Exercise: Among the records below, find the line that has "Target: dark wood dining table"; from there, give the lines again exactly, and stop after the line that has "[locate] person in".

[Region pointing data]
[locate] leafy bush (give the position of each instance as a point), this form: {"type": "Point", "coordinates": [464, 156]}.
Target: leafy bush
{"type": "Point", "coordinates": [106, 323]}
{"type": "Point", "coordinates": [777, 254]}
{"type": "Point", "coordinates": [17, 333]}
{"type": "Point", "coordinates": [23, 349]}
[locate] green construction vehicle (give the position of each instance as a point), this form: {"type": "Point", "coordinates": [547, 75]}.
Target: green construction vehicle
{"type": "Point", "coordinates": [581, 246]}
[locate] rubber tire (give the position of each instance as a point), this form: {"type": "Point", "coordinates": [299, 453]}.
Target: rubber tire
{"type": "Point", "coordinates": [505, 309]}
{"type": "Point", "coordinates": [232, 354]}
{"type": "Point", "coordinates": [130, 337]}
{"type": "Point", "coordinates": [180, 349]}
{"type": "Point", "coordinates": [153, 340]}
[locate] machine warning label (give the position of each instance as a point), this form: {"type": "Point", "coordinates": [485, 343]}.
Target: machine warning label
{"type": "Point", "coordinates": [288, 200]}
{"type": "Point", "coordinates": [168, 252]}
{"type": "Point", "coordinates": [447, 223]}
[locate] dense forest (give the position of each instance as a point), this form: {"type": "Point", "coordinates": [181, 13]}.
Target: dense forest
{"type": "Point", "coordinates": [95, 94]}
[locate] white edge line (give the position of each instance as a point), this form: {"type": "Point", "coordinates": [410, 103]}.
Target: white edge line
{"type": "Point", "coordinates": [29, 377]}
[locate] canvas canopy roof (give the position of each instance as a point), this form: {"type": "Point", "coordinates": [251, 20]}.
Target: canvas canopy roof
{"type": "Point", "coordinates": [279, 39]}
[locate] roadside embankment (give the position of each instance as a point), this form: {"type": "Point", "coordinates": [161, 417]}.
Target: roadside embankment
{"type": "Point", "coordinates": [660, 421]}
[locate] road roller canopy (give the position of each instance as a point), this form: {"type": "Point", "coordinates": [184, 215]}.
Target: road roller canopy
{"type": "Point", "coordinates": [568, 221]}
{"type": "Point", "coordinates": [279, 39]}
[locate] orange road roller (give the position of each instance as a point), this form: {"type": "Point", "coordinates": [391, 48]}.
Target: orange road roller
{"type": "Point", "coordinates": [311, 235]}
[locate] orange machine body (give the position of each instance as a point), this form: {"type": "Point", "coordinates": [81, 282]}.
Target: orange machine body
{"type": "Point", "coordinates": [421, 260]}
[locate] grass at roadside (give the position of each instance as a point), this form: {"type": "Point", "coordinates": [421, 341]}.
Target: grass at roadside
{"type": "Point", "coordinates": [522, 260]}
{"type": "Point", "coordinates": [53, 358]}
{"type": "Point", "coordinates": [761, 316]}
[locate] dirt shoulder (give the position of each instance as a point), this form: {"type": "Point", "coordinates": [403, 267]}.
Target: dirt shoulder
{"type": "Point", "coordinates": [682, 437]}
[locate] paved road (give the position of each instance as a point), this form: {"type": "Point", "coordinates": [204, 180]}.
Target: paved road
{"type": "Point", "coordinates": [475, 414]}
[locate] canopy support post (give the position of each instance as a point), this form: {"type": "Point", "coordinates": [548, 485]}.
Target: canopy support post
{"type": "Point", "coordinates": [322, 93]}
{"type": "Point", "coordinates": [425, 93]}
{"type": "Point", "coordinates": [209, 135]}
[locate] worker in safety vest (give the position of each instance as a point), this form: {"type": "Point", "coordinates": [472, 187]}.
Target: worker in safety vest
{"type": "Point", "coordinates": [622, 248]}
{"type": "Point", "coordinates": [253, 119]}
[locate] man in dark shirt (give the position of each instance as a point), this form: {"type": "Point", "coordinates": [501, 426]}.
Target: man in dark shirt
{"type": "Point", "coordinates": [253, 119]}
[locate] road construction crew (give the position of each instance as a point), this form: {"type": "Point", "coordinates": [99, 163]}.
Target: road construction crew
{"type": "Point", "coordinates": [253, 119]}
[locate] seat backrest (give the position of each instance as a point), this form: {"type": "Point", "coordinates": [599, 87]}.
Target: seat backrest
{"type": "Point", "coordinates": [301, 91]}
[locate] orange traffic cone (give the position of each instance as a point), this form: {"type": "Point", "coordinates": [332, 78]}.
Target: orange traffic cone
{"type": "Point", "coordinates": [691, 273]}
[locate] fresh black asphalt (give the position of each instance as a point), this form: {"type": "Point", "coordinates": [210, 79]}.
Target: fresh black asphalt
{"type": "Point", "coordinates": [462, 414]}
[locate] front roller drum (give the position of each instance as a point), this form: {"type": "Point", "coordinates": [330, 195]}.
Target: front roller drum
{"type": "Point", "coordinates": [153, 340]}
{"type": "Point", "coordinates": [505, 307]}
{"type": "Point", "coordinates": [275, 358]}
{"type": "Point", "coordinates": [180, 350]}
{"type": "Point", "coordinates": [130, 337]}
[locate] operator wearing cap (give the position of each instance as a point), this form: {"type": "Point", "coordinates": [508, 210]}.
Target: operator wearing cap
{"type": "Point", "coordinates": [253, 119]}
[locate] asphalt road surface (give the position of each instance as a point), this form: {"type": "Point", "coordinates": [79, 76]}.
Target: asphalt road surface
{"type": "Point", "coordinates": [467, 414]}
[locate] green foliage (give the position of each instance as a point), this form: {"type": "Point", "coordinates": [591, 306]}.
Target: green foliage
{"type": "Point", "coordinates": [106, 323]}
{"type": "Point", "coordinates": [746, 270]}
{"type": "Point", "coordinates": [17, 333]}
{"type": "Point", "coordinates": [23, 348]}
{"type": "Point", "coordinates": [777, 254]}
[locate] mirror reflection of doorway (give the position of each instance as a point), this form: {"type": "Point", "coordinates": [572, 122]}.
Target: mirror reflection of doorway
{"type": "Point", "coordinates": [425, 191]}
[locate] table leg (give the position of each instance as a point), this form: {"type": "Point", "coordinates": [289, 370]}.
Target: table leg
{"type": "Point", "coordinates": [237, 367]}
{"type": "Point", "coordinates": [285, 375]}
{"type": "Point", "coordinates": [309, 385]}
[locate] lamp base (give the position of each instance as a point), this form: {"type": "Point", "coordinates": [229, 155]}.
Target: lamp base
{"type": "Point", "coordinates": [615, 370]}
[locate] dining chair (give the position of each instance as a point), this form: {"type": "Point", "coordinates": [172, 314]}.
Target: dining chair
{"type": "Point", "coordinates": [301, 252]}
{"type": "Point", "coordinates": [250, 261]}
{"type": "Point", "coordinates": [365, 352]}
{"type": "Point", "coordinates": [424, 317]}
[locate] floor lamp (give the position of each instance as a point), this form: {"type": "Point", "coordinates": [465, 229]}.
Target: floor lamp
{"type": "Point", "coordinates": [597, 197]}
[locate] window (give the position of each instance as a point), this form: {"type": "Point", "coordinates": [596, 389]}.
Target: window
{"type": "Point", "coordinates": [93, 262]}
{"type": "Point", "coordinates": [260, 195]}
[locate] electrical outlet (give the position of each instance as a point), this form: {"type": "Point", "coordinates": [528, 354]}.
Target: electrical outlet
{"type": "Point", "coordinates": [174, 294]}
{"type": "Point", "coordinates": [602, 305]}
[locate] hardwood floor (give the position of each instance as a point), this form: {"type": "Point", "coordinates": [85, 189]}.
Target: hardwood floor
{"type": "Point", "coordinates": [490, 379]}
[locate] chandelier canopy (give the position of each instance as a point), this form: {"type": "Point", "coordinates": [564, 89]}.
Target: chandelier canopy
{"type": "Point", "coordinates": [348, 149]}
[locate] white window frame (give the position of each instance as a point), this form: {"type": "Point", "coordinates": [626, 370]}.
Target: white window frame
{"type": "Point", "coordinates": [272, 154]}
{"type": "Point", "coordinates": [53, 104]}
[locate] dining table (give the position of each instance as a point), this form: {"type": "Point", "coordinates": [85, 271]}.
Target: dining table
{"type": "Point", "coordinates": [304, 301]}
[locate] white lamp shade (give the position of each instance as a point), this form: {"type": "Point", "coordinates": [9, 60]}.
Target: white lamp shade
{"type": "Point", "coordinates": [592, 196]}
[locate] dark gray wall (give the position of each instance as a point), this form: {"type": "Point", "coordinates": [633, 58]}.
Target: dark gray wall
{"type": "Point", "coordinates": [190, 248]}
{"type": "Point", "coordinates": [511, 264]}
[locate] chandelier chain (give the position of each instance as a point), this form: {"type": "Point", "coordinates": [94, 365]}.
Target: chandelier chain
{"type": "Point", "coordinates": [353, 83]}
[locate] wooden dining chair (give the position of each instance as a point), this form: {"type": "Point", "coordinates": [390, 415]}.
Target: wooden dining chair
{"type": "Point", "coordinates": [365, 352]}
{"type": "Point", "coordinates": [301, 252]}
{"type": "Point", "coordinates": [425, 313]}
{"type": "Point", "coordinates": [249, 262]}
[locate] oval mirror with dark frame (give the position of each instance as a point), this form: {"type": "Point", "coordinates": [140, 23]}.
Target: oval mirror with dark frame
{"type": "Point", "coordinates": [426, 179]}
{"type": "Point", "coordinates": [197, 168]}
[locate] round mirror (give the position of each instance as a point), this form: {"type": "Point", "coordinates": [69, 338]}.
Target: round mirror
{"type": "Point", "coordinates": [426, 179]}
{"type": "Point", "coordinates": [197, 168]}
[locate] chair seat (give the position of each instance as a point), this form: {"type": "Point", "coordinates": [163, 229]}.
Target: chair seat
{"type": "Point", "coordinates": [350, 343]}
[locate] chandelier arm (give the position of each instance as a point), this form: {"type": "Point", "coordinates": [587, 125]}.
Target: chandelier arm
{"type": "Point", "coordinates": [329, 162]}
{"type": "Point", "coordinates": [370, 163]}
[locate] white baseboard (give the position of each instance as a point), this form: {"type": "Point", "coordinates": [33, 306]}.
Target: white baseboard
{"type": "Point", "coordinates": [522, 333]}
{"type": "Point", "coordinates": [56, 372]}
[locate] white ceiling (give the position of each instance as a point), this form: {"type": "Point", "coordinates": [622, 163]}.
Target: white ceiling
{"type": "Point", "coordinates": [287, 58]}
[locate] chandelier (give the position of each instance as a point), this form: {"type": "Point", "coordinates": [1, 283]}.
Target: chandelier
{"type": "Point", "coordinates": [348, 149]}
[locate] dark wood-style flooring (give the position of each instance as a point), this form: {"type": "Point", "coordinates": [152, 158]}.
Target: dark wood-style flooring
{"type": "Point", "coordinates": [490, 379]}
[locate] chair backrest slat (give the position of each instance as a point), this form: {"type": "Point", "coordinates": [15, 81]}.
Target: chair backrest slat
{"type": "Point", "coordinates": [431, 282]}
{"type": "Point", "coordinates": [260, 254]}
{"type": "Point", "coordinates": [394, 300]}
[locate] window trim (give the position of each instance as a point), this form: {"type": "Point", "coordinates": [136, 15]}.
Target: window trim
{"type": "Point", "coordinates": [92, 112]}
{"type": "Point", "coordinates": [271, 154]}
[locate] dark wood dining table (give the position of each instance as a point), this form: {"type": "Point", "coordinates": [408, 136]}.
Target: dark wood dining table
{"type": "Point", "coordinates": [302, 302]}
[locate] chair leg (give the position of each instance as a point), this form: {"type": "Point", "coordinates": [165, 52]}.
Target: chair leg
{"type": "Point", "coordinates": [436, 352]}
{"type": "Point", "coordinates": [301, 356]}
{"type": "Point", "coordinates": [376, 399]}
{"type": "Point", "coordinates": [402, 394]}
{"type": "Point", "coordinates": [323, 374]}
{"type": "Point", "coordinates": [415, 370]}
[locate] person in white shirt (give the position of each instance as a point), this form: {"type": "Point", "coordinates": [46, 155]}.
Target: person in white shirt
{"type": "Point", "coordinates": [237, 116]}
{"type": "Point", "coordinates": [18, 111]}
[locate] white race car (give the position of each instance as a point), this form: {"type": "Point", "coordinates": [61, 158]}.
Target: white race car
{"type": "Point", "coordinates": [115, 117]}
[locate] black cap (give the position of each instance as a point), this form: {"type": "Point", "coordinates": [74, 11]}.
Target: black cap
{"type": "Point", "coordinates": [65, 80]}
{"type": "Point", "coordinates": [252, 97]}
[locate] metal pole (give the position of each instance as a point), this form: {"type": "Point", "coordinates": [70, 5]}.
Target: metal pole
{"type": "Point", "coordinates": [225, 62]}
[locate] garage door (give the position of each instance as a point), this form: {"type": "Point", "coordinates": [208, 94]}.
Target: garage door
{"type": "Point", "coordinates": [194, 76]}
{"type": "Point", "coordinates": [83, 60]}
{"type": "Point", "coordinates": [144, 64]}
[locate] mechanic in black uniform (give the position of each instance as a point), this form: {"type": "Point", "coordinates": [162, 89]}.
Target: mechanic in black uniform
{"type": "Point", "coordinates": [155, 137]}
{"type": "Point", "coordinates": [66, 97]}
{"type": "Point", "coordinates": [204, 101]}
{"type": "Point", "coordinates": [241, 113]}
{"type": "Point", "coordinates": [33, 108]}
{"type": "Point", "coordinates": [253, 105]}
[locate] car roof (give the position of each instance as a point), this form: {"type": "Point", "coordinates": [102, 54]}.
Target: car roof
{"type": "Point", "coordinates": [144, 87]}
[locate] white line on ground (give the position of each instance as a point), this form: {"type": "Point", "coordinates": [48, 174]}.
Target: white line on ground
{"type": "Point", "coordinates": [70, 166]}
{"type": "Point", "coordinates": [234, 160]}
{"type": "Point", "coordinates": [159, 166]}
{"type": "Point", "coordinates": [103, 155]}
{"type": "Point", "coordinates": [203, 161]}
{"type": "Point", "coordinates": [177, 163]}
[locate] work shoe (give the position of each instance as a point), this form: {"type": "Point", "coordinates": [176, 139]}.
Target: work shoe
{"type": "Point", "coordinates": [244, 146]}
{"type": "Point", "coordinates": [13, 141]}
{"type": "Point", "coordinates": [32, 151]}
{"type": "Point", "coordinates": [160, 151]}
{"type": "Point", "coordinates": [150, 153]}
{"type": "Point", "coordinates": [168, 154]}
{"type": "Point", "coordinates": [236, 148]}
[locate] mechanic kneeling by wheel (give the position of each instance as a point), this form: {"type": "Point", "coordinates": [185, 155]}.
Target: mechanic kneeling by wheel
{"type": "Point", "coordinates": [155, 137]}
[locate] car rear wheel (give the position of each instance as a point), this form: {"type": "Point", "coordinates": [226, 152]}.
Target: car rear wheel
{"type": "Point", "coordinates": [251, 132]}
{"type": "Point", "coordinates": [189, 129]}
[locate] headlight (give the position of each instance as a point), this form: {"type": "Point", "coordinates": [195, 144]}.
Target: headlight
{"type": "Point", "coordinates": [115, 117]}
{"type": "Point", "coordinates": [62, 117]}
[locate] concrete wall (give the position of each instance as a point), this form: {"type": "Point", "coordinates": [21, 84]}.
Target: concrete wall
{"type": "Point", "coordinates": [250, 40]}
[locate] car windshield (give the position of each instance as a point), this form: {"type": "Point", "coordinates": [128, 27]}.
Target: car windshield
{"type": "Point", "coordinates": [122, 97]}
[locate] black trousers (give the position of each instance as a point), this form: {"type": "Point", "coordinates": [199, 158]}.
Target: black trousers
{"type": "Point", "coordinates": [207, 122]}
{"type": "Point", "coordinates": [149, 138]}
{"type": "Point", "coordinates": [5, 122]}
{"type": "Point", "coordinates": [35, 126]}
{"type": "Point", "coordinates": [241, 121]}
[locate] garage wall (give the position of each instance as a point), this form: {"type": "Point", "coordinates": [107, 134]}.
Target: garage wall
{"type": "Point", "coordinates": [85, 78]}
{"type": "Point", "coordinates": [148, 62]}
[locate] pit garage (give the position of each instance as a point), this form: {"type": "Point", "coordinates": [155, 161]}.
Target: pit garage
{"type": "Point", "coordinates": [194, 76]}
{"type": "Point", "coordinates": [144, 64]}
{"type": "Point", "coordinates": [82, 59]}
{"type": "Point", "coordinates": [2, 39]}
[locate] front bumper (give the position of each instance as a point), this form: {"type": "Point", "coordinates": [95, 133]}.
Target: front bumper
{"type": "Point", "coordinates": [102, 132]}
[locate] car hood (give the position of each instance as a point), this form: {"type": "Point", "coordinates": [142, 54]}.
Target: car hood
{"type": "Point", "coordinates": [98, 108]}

Task response:
Target: dark wood dining table
{"type": "Point", "coordinates": [302, 302]}
[locate] chair leg (give the position of each instance as a point), this form: {"type": "Point", "coordinates": [165, 52]}.
Target: chair leg
{"type": "Point", "coordinates": [436, 352]}
{"type": "Point", "coordinates": [301, 356]}
{"type": "Point", "coordinates": [376, 399]}
{"type": "Point", "coordinates": [402, 394]}
{"type": "Point", "coordinates": [323, 374]}
{"type": "Point", "coordinates": [415, 370]}
[locate] person in white shirt (give the position of each instance as a point), this form: {"type": "Point", "coordinates": [46, 155]}.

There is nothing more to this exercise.